Your copy should begin at the line containing "Provide the location of each instance of the black dress" and end at the last line of the records; transcribe those lines exactly and leave out every picture.

Dataset excerpts on object pointing
+++

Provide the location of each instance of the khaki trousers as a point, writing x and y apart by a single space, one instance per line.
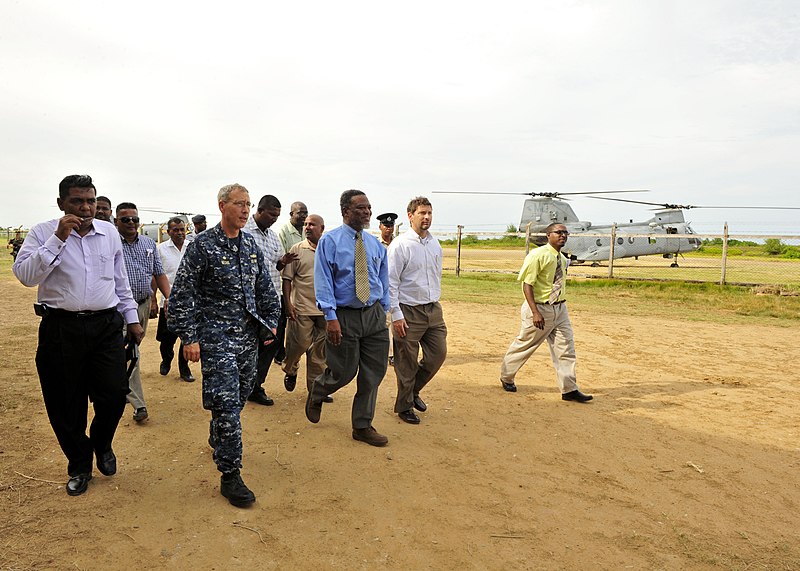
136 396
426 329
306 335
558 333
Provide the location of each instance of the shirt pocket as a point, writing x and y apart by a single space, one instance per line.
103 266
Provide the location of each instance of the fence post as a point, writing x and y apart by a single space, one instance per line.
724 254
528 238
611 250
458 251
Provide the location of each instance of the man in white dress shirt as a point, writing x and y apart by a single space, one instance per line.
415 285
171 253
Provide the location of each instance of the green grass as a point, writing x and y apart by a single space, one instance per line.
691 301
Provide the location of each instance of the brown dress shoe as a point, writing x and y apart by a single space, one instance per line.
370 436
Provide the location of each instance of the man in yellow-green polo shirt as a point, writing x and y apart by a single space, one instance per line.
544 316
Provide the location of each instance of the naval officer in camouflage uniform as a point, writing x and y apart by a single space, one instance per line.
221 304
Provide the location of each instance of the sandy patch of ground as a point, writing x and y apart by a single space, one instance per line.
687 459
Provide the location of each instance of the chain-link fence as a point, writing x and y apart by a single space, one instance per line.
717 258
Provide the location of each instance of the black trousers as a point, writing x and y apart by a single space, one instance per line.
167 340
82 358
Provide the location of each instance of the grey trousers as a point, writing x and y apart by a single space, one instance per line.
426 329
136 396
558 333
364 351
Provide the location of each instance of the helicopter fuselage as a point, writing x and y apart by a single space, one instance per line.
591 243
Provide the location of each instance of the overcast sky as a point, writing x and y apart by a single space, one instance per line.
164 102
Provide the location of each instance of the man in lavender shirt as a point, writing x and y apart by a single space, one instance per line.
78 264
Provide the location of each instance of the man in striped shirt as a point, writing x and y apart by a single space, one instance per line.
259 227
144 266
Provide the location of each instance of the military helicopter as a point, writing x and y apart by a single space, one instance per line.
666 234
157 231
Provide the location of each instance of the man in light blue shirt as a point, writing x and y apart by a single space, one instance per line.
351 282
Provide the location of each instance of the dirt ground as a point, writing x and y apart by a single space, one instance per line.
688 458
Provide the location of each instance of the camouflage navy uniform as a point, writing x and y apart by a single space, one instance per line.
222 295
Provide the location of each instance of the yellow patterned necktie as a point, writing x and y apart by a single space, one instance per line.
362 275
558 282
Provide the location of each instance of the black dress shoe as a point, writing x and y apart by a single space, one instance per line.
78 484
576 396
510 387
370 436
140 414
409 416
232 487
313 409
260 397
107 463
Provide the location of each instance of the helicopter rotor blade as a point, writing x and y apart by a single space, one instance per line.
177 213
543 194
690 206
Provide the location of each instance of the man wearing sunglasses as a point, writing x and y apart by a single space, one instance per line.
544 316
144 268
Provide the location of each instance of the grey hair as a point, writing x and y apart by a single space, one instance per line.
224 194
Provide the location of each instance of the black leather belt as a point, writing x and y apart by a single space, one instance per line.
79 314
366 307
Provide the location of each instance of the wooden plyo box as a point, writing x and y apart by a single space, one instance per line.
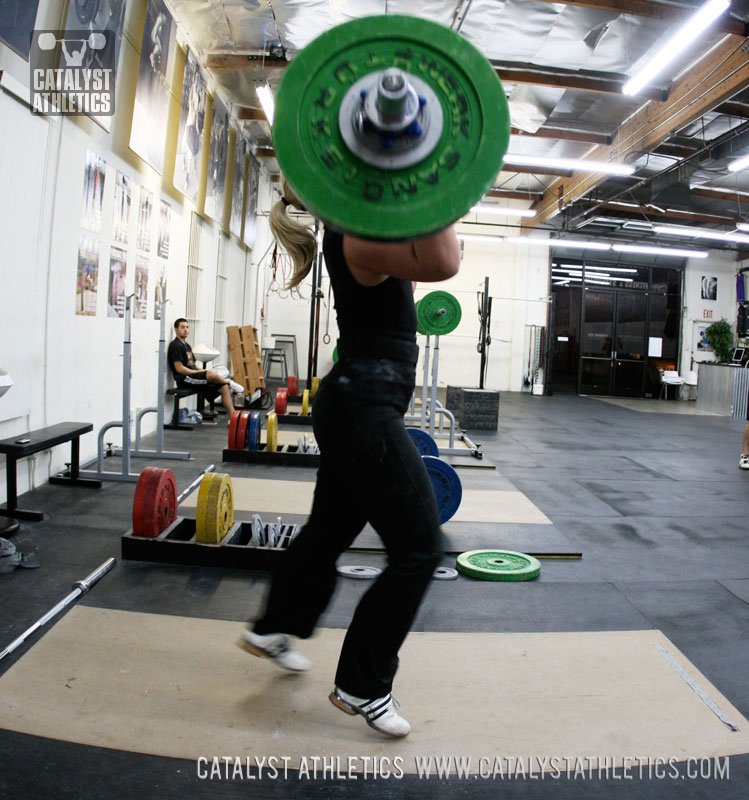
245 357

+++

▶ _Reply to the exercise_
Provide the location of each instance of the black dress shoe as a point, writing x and y apart by a single space, one instance per line.
78 484
576 396
510 387
370 436
140 414
409 416
232 487
313 409
260 397
107 463
Provide the location of each instance of the helicopter rotor blade as a point, writing x and y apart by a single space, one instance per line.
177 213
543 194
690 206
Provide the location of each instance of the man wearing sunglasses as a point, writing x and y apart by a single space, one instance per line.
544 316
144 268
Provide the location of each instance of the grey hair as a point, writing x and y apart by a single space, one instance per line.
224 194
Provide the location of each instance of the black leather belt as a point, writing x and y apart by a single space, one instance per line.
79 314
366 307
Provide the location of each instance of the wooden plyo box as a point, writing x and y apart by a single space, one instance per line.
245 357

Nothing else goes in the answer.